● **EXTRACT PROVIDED**:
*-*-*

# Good things happening in your community/area



## Sid James (Feb 7, 2009)

*The title says it all. This thread is for positive, good things, happening in your neck of the woods.*

The idea for this came from reading about a local Anglican priest here who has boxed a record 120 rounds (8 hours!) to raise $10,000 for his efforts in getting local youth off drugs and alcohol.

Reverend Dave Smith has set up a boxing ring near his church in Sydney where he trains young people to play the sport as a way out of their troubles. He obviously thinks sport has positive effects, not only physical. Eg. learning the rules of the game, respect for your opponent, the discipline of training, etc.

Here is a report of the attempt, which was successful, on Palm Sunday just gone.

http://www.dailytelegraph.com.au/ne...s-on-palm-sunday/story-e6freuy9-1226299080885

A number of people fought the reverend, including not only Christians but people of all faiths, as well as non-believers. A number of celebrities donned the gloves for a bout or two in the ring.

Now over to you. I'd love to hear of similar things happening all over the world, where our members come from, and the focus is on common things amongst us all, our humanity. Often, these things are not reported as widely as they should be, and they get obscured by other 'big' news items.


----------



## violadude (May 2, 2011)

An old building in our city that was once used by the INS, (immigration and naturalization services) who were probably a bit to a lot racist is now being turned into a center for the preservation of the arts. It's a project called "Inscape." It can be read about on this website: http://inscapearts.org/

One of my classes took a field trip here about a week ago. It was kind of creepy actually haha since they hadn't redone a lot of it yet. It looked like a creepy old hospital or something and just knowing that it used to detain a bunch of people in bad conditions kinda creeped me out. There were things like "**** the INS" written on the walls, which I believe the people involved with the Inscape project will probably keep as an historical testament.

*-*-*

● **RECORD EXTRACTS**:
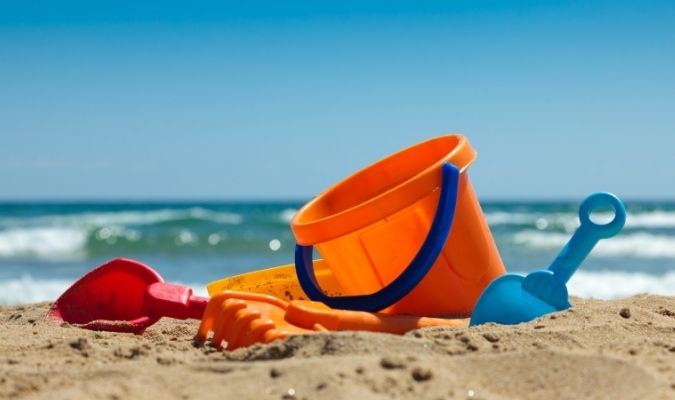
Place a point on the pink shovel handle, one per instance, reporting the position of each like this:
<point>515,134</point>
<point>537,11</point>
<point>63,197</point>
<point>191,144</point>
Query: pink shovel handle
<point>174,301</point>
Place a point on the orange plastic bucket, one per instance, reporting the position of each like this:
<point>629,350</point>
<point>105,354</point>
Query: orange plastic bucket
<point>371,225</point>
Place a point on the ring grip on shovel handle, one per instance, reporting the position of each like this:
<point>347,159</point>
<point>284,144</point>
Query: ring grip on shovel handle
<point>411,275</point>
<point>588,234</point>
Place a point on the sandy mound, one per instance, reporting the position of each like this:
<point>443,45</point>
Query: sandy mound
<point>594,350</point>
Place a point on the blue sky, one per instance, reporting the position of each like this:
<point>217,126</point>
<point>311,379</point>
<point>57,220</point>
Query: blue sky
<point>249,100</point>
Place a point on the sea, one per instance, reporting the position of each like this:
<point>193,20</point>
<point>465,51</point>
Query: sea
<point>46,246</point>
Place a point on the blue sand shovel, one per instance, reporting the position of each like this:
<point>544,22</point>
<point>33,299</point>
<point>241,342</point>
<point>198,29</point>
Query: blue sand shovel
<point>512,299</point>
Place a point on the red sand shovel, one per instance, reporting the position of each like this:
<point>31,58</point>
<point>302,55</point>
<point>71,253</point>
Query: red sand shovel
<point>125,296</point>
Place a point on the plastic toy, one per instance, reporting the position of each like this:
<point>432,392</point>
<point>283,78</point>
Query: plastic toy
<point>280,282</point>
<point>242,319</point>
<point>125,296</point>
<point>417,204</point>
<point>512,299</point>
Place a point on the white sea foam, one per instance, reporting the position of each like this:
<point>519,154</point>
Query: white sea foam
<point>56,244</point>
<point>639,244</point>
<point>287,215</point>
<point>27,289</point>
<point>615,284</point>
<point>125,218</point>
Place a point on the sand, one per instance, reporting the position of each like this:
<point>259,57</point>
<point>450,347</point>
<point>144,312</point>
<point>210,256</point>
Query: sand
<point>622,349</point>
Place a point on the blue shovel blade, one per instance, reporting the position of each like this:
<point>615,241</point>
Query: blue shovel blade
<point>505,301</point>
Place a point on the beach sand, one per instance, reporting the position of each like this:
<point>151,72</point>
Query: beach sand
<point>594,350</point>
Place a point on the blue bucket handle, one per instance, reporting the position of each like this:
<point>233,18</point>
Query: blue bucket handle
<point>411,276</point>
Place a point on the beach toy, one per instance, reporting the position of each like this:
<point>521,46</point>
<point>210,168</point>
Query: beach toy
<point>405,235</point>
<point>512,298</point>
<point>242,319</point>
<point>280,282</point>
<point>125,296</point>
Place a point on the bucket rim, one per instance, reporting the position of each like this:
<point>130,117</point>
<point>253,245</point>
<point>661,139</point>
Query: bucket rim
<point>311,226</point>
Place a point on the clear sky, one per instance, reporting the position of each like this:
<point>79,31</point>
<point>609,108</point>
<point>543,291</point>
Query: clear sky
<point>278,99</point>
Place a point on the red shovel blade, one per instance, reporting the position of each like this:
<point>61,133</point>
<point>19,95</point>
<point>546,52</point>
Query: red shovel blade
<point>110,297</point>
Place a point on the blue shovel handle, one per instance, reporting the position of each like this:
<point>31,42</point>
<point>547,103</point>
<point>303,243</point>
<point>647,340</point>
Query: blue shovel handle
<point>588,234</point>
<point>410,277</point>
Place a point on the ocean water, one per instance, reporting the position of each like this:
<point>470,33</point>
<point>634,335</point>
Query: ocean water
<point>44,247</point>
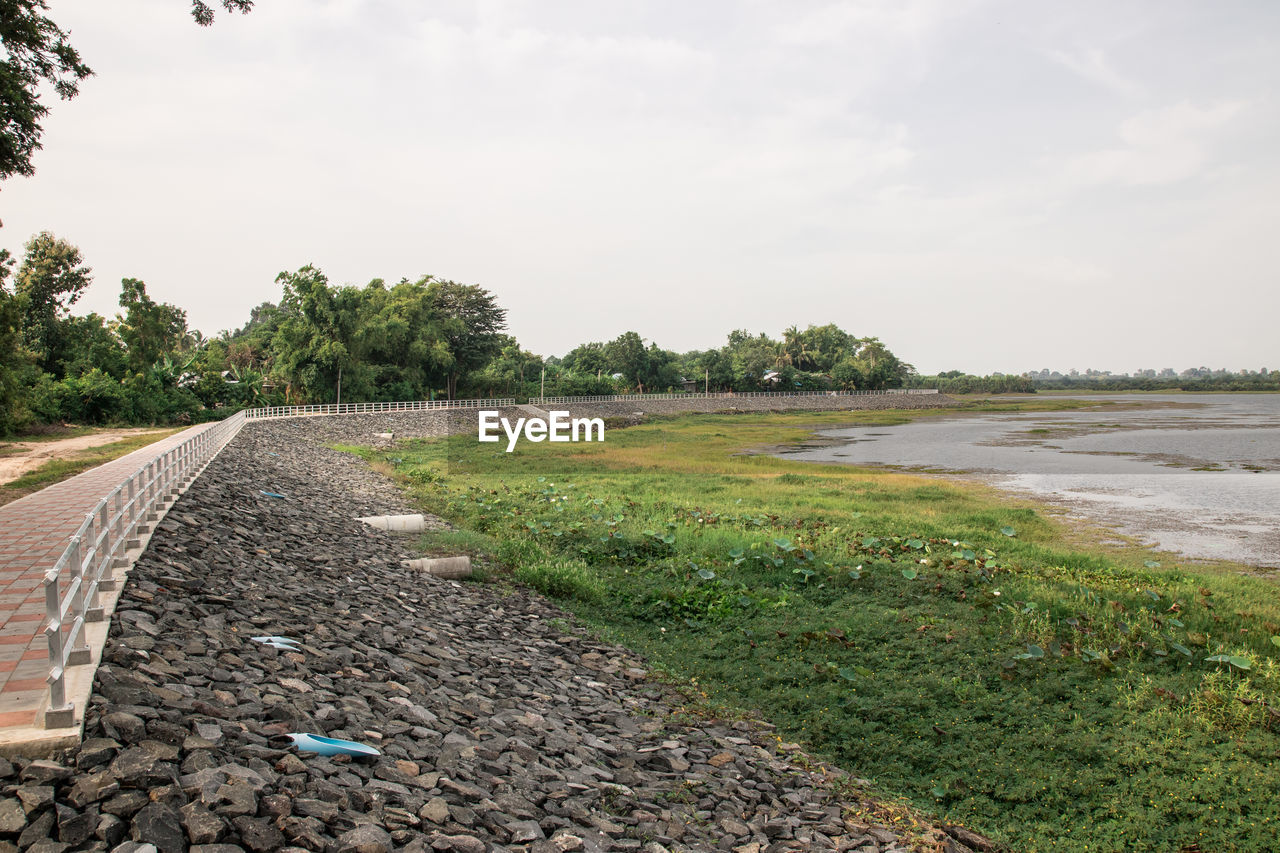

*-*-*

● **AIM OF THE TASK**: Carry on the forum thread about good things happening in people's communities from the point where it stops. The records stand apart from the forum thread and have no connection to it.

● **RESPONSE TO THIS TASK**:
----------



## Sid James (Feb 7, 2009)

^^That reminds me of some things in Australia. The main one that comes to mind is the Casula Powerhouse Arts Centre, which was converted maybe 20 years ago for use in housing exhibitions and other artistic events.

http://www.casulapowerhouse.com/about-us/the-powerhouse.aspx

Yes, this is a positive thing. The old knock 'em down attitude is less prevalent now. The approach now is to reuse and remodel the buildings we have, make sense in terms of preserving local heritage as well as environmentally better (eg. reusing materials, not putting them into landfill).


----------



## Chrythes (Oct 13, 2011)

Next month we are having the 6th Street Musicians Day in Lithuania.
It's a really fun idea that was founded by one of the leading rock-independent (which began in the 80's in the sense of being independent from the Soviet Union) musicians of Lithuania (Mamontovas) and since the first year it was launched it had great success. 
It started in Vilnius, but over the years it became national.

Here's a short video about it:


----------



## Sid James (Feb 7, 2009)

^^Yes, these kinds of smaller music/arts festivals have been growing here too, we have various_ Fringe Festivals_, which are in some ways no longer fringe, they've really become events many people go to.

A local story that caught my attention - well it's not in my local area, but still in Australia - was this guy called Jacob French who walked across Australia in a stormtrooper outfit to raise money for charity. Mr. French just completed his epic walk, battling electrical storms, 40 degree heat, blowflies, weight loss, muscle cramps, you name it. He has raised over $100,000 (62,000 pounds) for a children's cancer charity, _The Starlight Foundation_. A quirky feelgood story this is, good on him.

http://www.smh.com.au/lifestyle/life/stormtrooper-jacobs-starlight-trek-20110716-1hizq.html


----------



## ComposerOfAvantGarde (Dec 2, 2011)

I wish I could notice _anything_ happening in my area other than spending my life living under a rock.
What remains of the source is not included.